SET PROBLEM
Reproduce the passage of the Sabarimala dissent analysis from "II. Seeds of" up to and including "and classify them?".

PASSAGE SHOWN
□ □ □

An Intersectional Analysis of Malhotra’s Dissent in the Sabarimala Judgement, on its 3rd Anniversary

Updated: Jan 29

Written by: Ishan Khare and Pratyush Nigam

Saksham Gangwar/Unsplash

I. Introduction

Contemporary India has been marked by a discord between the judiciary and the religious institutions. The battle can be largely explained as a standoff between people’s religious practices and democratic thoughts. The idea of democracy stresses upon the equality of individuals, equality in managing their own religious affairs and so on. The constitution of India, in particular, puts special emphasis on the concept of ‘Secularism’, ‘Freedom of Religion’ and even the ‘Rights of the Deity’.[1]


The common law countries practice the precedent set by the English court in the landmark case of Davie v. Benson, wherein the court defined religion in the following manner:

“A system of doctrines and beliefs which are regarded by its adherents as conducive to their spiritual well being. A religion may or may not lay down a code of rules for its followers to accept, prescribe rituals and observances, ceremonies and modes of worship which are regarded as integral parts of religion. However, it would be incorrect to declare that religion is nothing but a doctrine or belief”.[2]


Further, in India, the Andhra High Court’s landmark ruling in “N Veerabrahmam vs State Of Andhra Pradesh” stated that:

“India is a pluralistic society, dawned and dotted by all the major world religions. There are innumerable religious groups that practise diverse forms of worship. This is especially true amongst the majority Hindu community, where different sects and denominations maintain their own form of religious practice. Due to the lack of codification of Hindu customs and laws, there exist several religious denominations which practice a form of worship that is extremely distinct from the larger community. Religion in certain such cases can be associated with a particular form of worship and the community can be totally different from the rest of the community.[3] It would, therefore, be difficult to devise a definition of the Hindu religion that would be regarded as applicable to all the denominations. Lastly, it is extremely crucial to understand that- ‘To one class of persons a mere dogma or a doctrine may be predominant in the matter of religion; to others, rituals or ceremonies may be predominant facets of religion; and to yet another class of persons a code of conduct or a mode of life may constitute religion’.”[4]


II. Seeds of controversy

Keeping the aforementioned in mind, separating religion from state, as well as for opting for a “progressive and modernist” approach, is a murky task. The Sabarimala temple’s legal tryst started in the year 1991, when the Kerala high court in the case of S.Mahendran v. the Secretary, Travancore held that the exclusion of women entering into the temple was constitutional and just as it was a long-standing custom prevailing since time immemorial.[5] Later this judgement was challenged by the Indian Young Lawyers Association, where a public interest litigation (PIL) was filed in the Supreme Court, stating Article 14 of the constitution was being violated by the Kerala High Court’s judgement.[6]


This raised an extremely important question:


Who has the right to decide the validity of the practices of a temple and classify them?

□ □ □

[Records from a dataset]
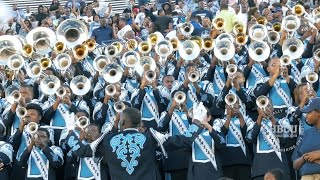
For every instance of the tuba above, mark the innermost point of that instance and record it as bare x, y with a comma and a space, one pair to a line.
72, 32
32, 128
230, 99
273, 37
49, 85
82, 122
9, 45
100, 63
219, 23
262, 102
180, 97
113, 73
224, 50
80, 51
259, 51
119, 106
80, 85
189, 50
12, 94
42, 39
293, 47
15, 62
144, 47
110, 90
62, 61
193, 76
258, 32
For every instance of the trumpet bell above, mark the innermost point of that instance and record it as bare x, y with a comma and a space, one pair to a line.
219, 23
80, 51
110, 90
15, 62
62, 62
42, 39
82, 122
100, 63
193, 76
49, 85
111, 51
273, 37
258, 32
32, 128
72, 32
230, 99
130, 59
189, 50
45, 63
34, 69
61, 91
293, 47
119, 106
262, 102
155, 38
9, 45
259, 51
224, 50
186, 29
180, 97
312, 77
291, 23
298, 10
113, 73
59, 47
208, 44
80, 85
144, 47
12, 94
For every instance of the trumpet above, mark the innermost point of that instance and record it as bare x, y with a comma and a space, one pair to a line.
241, 39
119, 106
61, 91
273, 37
111, 90
62, 61
100, 63
193, 76
144, 47
262, 102
32, 128
82, 122
150, 76
186, 29
80, 51
80, 85
230, 99
180, 97
208, 44
59, 47
49, 84
15, 62
21, 112
219, 23
298, 10
316, 54
45, 63
27, 50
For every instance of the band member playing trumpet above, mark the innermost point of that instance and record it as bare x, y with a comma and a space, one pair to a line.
267, 154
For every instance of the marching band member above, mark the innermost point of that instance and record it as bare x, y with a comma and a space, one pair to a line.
267, 154
6, 153
40, 158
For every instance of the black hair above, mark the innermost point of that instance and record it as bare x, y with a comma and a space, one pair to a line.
35, 107
133, 115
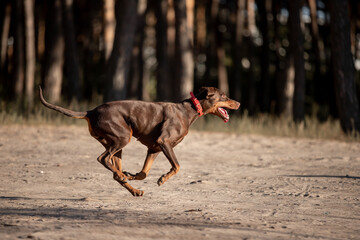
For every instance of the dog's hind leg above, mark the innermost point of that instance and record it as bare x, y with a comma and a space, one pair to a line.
150, 157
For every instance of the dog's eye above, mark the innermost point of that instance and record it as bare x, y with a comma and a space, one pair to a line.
210, 95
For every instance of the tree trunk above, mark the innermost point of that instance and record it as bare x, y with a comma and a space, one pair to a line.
343, 67
183, 52
135, 90
5, 32
19, 62
30, 53
297, 53
71, 52
264, 10
252, 90
109, 26
54, 52
164, 91
240, 19
117, 70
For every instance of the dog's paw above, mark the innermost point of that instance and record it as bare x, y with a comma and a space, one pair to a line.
121, 178
129, 176
162, 180
138, 193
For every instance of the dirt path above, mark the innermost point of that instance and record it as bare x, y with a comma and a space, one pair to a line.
229, 187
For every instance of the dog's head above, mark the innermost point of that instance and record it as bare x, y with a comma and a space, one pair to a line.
216, 102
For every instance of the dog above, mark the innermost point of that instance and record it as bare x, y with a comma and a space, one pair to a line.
160, 126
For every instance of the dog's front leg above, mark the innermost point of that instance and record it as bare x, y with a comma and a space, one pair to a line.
170, 155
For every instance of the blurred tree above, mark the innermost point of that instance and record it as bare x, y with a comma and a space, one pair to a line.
297, 54
343, 67
71, 52
117, 69
5, 28
30, 53
163, 88
19, 61
54, 52
183, 53
137, 87
264, 8
109, 26
240, 19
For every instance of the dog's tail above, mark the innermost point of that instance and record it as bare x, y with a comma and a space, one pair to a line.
64, 111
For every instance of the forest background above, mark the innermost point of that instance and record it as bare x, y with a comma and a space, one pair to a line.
281, 59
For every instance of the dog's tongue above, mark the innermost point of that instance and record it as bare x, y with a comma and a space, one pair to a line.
225, 114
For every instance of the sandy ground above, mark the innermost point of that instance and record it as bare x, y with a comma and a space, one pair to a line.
229, 187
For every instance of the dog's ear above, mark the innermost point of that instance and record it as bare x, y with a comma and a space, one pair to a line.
206, 92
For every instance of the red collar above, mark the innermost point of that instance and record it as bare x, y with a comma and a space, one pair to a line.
196, 104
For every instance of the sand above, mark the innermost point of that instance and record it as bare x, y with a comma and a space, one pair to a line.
229, 187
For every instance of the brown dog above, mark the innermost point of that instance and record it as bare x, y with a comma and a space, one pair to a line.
158, 125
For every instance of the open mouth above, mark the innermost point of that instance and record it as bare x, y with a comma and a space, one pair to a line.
224, 114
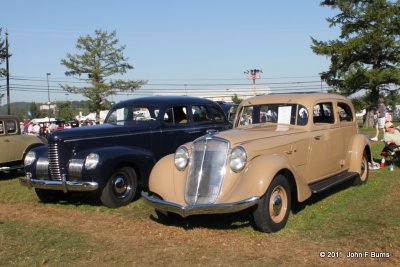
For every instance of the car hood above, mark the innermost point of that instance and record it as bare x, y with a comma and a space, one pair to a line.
240, 136
107, 129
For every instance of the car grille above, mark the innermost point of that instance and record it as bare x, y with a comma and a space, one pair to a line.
54, 163
206, 170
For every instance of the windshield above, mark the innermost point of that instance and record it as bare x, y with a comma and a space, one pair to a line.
133, 114
290, 114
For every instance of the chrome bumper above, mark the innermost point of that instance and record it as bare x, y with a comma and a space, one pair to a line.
198, 209
58, 185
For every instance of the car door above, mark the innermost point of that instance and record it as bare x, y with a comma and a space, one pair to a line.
13, 147
325, 154
176, 129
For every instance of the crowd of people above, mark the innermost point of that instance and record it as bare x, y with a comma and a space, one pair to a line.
46, 128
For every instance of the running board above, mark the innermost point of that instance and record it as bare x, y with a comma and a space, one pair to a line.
327, 183
10, 168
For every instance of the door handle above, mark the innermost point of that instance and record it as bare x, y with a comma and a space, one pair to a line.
317, 137
192, 132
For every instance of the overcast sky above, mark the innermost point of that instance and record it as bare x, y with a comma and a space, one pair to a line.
176, 45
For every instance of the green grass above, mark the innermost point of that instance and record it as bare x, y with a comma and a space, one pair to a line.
29, 244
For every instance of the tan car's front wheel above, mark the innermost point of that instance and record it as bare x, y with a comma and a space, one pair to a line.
272, 212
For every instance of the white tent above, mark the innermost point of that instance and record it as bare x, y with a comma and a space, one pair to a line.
43, 120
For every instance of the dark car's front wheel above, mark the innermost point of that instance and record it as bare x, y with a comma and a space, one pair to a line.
121, 188
272, 212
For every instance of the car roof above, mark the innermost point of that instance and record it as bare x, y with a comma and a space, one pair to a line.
8, 117
164, 101
296, 98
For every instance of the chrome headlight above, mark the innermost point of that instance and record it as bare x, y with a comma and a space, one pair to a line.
181, 158
29, 158
238, 159
91, 161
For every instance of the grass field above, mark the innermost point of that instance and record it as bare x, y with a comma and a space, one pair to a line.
363, 221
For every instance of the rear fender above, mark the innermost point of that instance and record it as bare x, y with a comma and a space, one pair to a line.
358, 146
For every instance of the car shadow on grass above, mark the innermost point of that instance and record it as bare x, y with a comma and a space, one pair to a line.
78, 199
227, 221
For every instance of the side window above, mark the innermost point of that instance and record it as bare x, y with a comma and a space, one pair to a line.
200, 114
322, 113
302, 115
11, 126
176, 115
216, 114
345, 113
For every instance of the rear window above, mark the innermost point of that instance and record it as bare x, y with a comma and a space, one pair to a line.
133, 114
272, 113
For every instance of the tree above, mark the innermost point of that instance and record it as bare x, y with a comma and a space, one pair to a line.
35, 112
65, 111
3, 56
236, 99
367, 53
100, 59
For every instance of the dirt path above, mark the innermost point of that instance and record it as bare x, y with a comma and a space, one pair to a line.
132, 242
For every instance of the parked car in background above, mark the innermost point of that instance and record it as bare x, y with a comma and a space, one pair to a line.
229, 109
282, 147
114, 159
13, 144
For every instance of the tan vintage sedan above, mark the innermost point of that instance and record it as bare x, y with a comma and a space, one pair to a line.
281, 147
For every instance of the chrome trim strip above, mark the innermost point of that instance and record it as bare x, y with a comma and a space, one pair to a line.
198, 209
58, 185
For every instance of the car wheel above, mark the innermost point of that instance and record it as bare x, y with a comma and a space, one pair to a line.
362, 178
121, 188
51, 196
272, 211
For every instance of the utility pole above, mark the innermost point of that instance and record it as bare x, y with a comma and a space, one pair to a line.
253, 74
8, 77
48, 92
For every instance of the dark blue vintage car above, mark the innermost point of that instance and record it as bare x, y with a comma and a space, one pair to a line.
114, 159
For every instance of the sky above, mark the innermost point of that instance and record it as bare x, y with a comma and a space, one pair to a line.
184, 47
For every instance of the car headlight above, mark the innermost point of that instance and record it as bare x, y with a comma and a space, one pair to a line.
238, 159
29, 158
181, 158
91, 161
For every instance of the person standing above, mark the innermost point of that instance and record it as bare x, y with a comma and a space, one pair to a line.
381, 118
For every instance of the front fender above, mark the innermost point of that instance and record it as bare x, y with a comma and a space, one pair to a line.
113, 157
255, 179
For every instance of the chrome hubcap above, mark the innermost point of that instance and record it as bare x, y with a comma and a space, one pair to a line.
120, 186
277, 204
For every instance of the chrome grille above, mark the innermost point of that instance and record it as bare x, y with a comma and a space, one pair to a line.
54, 163
206, 170
42, 168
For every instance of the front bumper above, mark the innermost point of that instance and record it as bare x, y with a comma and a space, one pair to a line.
63, 185
198, 209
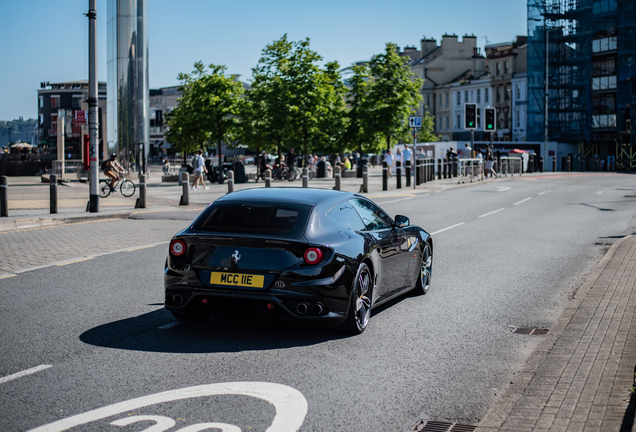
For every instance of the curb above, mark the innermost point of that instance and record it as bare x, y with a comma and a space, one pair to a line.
504, 404
37, 222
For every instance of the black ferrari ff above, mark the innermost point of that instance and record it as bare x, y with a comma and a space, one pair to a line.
307, 254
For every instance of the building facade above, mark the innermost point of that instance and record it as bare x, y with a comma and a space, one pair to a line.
128, 88
68, 98
589, 47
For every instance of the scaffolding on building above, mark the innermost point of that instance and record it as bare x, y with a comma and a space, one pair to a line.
579, 110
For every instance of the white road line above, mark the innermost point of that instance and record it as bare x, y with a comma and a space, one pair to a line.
522, 201
169, 325
24, 373
401, 199
493, 212
84, 258
447, 228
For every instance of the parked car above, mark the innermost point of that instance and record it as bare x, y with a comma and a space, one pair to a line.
313, 255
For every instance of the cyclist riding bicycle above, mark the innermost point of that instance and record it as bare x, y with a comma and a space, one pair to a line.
112, 169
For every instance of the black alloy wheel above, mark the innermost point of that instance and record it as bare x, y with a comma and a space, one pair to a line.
360, 304
426, 267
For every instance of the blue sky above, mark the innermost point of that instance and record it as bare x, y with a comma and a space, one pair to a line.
47, 40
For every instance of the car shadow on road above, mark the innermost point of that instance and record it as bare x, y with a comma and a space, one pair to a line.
158, 331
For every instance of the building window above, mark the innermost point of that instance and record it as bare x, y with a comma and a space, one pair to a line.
603, 6
604, 44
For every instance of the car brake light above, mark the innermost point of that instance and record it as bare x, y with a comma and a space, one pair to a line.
177, 247
313, 256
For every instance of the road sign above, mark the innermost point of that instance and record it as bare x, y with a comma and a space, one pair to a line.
415, 121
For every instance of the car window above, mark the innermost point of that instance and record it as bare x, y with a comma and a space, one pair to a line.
372, 216
345, 214
254, 218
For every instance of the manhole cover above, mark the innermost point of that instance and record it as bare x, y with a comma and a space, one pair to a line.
530, 331
435, 426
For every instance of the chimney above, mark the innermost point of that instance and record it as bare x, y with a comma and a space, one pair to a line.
428, 45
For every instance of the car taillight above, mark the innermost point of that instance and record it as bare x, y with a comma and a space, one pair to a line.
177, 247
313, 256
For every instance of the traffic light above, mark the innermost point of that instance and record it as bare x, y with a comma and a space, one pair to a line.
491, 120
470, 116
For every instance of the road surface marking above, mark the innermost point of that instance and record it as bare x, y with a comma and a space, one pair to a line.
73, 261
290, 406
169, 325
447, 228
522, 201
24, 373
401, 199
492, 212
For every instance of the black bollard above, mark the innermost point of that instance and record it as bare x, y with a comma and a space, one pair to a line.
4, 201
53, 190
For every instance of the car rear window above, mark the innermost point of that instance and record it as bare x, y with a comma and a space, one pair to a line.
254, 218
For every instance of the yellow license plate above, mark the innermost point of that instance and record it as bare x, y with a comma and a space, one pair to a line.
237, 279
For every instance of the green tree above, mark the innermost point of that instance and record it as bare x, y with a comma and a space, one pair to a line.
393, 96
208, 109
300, 102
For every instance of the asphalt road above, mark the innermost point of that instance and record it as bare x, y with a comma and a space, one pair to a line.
507, 254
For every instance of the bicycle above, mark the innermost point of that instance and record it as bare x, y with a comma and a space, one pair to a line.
126, 187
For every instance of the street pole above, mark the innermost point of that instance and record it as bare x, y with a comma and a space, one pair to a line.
545, 109
92, 107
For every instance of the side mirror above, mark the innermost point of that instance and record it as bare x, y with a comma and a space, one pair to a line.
401, 221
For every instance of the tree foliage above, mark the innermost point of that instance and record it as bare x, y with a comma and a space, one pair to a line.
208, 109
393, 96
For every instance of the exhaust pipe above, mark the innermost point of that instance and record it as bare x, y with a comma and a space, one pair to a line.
317, 308
302, 308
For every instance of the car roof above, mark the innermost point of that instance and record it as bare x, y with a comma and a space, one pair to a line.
307, 196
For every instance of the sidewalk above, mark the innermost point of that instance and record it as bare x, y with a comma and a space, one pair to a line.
29, 198
580, 377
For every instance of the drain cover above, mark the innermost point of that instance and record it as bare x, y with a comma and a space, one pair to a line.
530, 331
435, 426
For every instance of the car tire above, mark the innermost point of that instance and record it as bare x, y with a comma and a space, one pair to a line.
426, 267
360, 305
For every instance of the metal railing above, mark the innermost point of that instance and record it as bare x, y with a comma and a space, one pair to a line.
470, 169
510, 165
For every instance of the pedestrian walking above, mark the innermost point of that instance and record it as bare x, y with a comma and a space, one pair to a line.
199, 169
389, 159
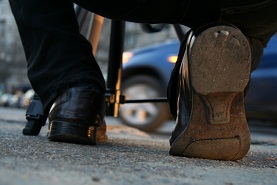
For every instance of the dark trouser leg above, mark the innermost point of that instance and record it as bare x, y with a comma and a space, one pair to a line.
58, 57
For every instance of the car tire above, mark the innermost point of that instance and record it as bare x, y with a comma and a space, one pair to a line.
144, 116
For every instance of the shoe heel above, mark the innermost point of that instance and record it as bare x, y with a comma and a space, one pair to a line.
76, 133
219, 61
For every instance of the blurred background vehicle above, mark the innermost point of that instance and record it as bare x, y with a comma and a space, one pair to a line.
146, 72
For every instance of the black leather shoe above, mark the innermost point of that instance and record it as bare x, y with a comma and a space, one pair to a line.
209, 113
77, 115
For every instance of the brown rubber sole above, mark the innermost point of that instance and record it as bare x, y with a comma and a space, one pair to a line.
219, 70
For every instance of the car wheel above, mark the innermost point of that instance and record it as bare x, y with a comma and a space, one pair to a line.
144, 116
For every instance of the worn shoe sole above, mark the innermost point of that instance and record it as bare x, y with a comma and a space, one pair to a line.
77, 133
219, 61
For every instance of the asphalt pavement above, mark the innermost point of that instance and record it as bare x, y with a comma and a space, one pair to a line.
129, 157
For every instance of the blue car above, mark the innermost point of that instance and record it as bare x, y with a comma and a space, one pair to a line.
146, 72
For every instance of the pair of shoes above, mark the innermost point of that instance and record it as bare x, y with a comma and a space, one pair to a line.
77, 116
210, 116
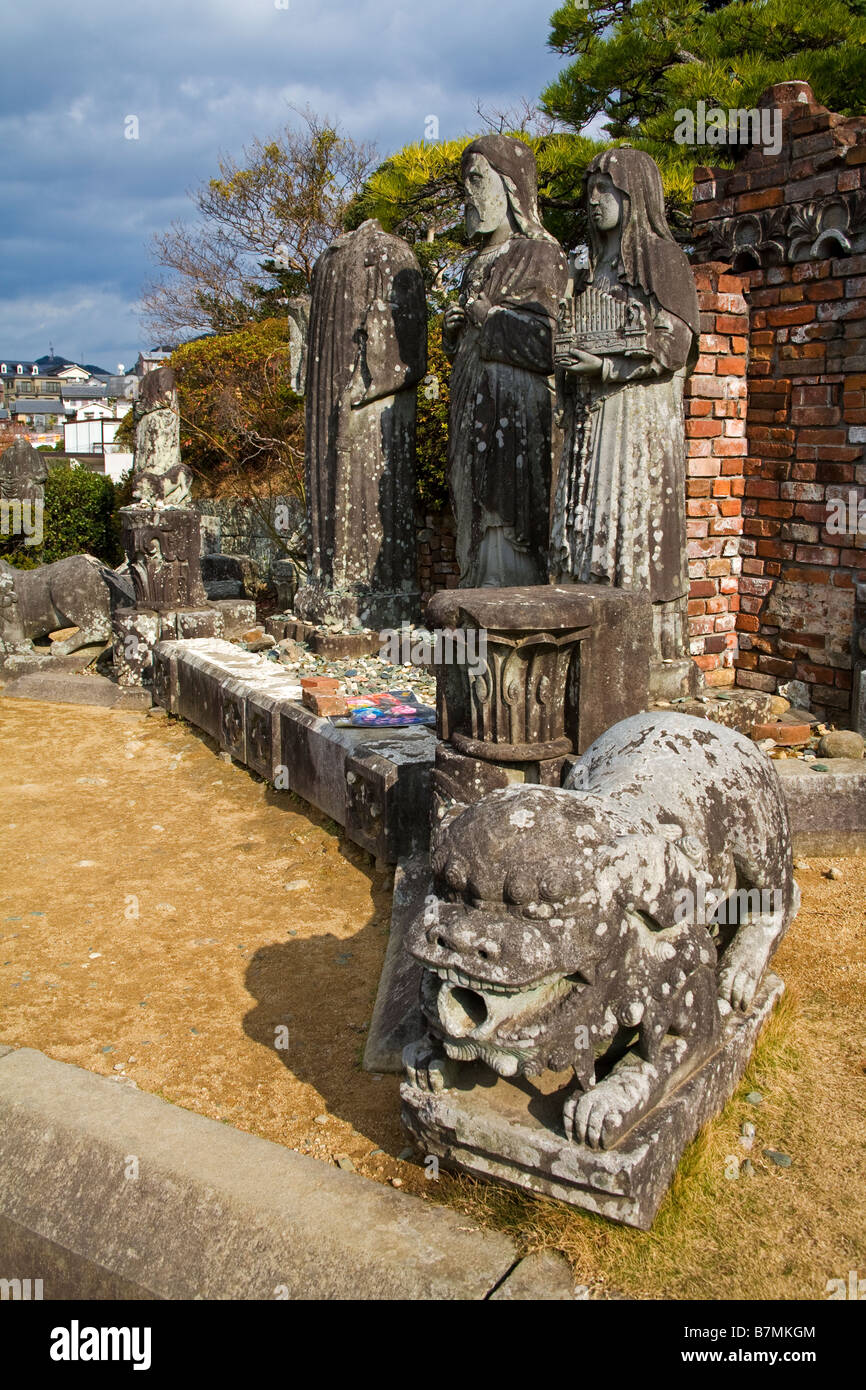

□ □ □

FINAL RESULT
II. Seeds of controversy

Keeping the aforementioned in mind, separating religion from state, as well as for opting for a “progressive and modernist” approach, is a murky task. The Sabarimala temple’s legal tryst started in the year 1991, when the Kerala high court in the case of S.Mahendran v. the Secretary, Travancore held that the exclusion of women entering into the temple was constitutional and just as it was a long-standing custom prevailing since time immemorial.[5] Later this judgement was challenged by the Indian Young Lawyers Association, where a public interest litigation (PIL) was filed in the Supreme Court, stating Article 14 of the constitution was being violated by the Kerala High Court’s judgement.[6]


This raised an extremely important question:


Who has the right to decide the validity of the practices of a temple and classify them?